* Problem details *
Copy every one of the entries below word for word, keeping each line unchanged and in its original order.

* Data lines *
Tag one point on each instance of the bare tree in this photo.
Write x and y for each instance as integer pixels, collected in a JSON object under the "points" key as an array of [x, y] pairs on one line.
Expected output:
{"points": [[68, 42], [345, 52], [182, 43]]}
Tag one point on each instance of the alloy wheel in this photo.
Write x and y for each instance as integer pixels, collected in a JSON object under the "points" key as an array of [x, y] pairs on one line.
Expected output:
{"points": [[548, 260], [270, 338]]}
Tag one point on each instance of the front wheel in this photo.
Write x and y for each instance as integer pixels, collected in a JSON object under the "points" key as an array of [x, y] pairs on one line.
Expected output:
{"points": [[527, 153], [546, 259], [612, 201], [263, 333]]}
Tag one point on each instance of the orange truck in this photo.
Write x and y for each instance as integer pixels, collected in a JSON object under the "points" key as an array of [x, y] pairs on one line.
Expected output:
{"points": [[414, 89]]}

* Result of the task *
Tag one point on each instance of the bare tree in this photo.
Write x and y for each instance as integer pixels, collected in a JSON object under the "points" key as an array of [x, y] pairs on one line.
Expected output:
{"points": [[68, 42], [345, 52], [182, 43]]}
Tag one point on each instance of the alloy wheel in this photo.
Write x and y for each instance as integer pixels, collected in a JSON object under the "points" key as an array of [x, y] pairs on one line.
Expected output:
{"points": [[548, 260], [270, 338]]}
Tag one point on each instance of the front wheel in this photo.
Write x and y for each instance as integer pixels, collected in a JSON object under the "points" key as an array of [x, y] pairs on one line.
Expected output:
{"points": [[527, 153], [546, 259], [612, 201], [263, 333]]}
Tag one point on each instance of the orange truck in this photo.
Write x and y for each instance as integer pixels, collected in a JSON object under the "points" key as an array of [x, y] pairs on one line.
Expected output:
{"points": [[414, 89]]}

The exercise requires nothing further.